EXERCISE:
Once the line with "background in the photo above." is found in the data, output it and each following line exactly, up to and including the line with "Keypoints: one point per instance, placed on the ear", and nothing before or after.

[Stored data]
╔══

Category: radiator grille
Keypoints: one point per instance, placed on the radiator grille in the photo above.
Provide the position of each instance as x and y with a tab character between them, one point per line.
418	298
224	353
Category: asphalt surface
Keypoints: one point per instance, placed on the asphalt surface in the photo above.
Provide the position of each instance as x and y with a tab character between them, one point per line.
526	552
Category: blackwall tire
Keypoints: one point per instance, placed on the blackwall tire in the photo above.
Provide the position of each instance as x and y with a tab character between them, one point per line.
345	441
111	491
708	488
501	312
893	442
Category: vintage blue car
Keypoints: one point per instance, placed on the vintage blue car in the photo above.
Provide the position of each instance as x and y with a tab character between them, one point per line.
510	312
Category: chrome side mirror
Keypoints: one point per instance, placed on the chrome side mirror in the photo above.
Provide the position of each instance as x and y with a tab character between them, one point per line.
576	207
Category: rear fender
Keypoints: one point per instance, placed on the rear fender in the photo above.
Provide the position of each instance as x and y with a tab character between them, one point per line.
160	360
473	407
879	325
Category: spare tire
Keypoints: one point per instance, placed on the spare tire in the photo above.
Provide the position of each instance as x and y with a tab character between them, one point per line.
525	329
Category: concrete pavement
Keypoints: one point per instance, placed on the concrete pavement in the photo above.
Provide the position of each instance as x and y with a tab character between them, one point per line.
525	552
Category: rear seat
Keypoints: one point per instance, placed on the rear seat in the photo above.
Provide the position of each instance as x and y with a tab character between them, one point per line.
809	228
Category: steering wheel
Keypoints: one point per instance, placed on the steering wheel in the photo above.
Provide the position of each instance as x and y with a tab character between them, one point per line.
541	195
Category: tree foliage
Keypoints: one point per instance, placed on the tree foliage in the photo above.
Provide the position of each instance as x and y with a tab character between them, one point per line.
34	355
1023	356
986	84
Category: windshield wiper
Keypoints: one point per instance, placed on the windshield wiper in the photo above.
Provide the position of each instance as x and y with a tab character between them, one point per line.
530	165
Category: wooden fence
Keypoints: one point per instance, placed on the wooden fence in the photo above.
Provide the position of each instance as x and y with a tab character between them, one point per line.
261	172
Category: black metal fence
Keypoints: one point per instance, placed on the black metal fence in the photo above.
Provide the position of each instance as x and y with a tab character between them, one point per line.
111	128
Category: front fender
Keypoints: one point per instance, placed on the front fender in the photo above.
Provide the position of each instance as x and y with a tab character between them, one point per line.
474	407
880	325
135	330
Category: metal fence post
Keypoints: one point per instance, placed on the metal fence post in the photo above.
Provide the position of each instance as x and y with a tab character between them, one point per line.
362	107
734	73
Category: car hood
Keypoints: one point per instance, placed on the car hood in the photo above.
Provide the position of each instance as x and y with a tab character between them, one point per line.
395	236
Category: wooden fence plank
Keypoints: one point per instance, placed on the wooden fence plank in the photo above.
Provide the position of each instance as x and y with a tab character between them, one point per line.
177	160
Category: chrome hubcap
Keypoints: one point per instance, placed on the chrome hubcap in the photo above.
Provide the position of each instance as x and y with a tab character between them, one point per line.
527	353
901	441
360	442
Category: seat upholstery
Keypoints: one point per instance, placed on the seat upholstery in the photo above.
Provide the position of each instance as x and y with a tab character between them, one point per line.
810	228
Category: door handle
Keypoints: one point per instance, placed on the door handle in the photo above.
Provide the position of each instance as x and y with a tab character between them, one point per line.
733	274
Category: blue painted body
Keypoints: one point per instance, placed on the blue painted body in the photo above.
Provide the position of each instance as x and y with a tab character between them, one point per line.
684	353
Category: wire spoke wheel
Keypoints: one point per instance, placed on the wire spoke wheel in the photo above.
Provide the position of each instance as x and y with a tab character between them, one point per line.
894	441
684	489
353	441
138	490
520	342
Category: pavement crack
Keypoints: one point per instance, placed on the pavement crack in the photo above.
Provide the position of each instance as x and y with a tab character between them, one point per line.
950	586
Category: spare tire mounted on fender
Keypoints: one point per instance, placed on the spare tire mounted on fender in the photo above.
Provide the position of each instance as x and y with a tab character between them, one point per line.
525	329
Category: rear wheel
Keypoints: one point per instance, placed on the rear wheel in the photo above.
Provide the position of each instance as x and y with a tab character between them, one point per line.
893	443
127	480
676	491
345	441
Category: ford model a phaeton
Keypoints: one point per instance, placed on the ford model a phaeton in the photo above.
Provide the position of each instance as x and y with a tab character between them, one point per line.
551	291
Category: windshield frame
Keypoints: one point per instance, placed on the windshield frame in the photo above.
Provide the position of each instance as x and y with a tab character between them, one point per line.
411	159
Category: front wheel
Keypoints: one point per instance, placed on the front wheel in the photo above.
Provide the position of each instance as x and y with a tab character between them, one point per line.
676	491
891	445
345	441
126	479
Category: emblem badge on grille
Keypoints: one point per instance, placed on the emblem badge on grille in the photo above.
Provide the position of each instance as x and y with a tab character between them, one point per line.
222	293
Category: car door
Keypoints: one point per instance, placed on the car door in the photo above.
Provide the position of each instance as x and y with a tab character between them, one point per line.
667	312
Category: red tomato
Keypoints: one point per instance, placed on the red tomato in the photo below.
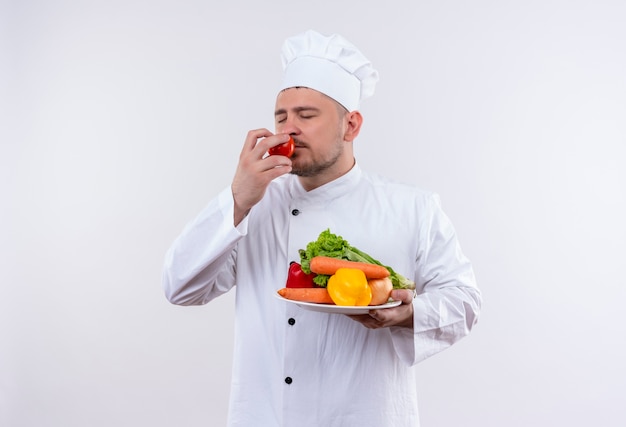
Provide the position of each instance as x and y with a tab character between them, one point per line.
285	149
297	278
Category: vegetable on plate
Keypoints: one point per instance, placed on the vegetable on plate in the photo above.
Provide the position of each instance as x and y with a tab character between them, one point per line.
334	246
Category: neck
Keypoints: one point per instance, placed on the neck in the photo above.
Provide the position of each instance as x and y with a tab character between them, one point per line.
312	182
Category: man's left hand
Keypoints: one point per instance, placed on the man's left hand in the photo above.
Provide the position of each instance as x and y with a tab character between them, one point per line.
401	315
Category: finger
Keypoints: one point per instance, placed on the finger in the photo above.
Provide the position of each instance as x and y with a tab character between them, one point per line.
404	295
252	137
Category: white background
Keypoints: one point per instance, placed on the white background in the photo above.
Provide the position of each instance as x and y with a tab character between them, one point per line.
121	119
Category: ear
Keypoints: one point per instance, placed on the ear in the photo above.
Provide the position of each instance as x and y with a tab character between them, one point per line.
354	119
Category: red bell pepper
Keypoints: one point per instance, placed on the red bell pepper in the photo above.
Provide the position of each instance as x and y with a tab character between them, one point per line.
296	278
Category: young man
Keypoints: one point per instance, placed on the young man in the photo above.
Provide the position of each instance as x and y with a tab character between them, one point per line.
294	367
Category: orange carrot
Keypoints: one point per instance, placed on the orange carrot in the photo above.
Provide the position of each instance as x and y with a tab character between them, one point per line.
316	295
328	265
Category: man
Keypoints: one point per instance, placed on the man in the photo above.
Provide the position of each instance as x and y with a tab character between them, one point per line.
294	367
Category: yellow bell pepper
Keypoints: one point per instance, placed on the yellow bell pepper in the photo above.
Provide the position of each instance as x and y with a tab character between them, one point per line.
348	286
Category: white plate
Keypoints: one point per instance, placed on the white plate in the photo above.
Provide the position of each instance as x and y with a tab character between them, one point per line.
340	309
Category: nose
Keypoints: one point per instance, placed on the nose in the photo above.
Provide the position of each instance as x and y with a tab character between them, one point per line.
288	126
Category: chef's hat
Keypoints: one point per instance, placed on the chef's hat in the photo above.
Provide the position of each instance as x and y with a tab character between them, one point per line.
331	65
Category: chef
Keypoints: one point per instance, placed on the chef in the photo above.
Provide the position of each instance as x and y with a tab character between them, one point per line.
303	368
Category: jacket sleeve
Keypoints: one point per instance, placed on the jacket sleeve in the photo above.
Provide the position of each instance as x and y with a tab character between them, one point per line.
200	264
447	302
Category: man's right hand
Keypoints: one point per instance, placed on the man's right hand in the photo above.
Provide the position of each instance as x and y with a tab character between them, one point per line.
255	170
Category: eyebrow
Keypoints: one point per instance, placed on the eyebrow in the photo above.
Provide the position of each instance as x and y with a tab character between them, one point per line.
296	110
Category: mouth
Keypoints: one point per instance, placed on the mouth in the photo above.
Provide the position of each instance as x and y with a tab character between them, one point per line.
299	143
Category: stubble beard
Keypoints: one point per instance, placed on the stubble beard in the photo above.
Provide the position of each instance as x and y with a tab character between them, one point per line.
314	168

╚══

EXERCISE ANSWER:
Keypoints: one point per instance, placed on the white background in the photo above.
Provide the position of each instance as x and y with a tab character between them, one point per line.
121	119
Category: ear
Keypoints: one point per instance, placed on the ear in the photo above.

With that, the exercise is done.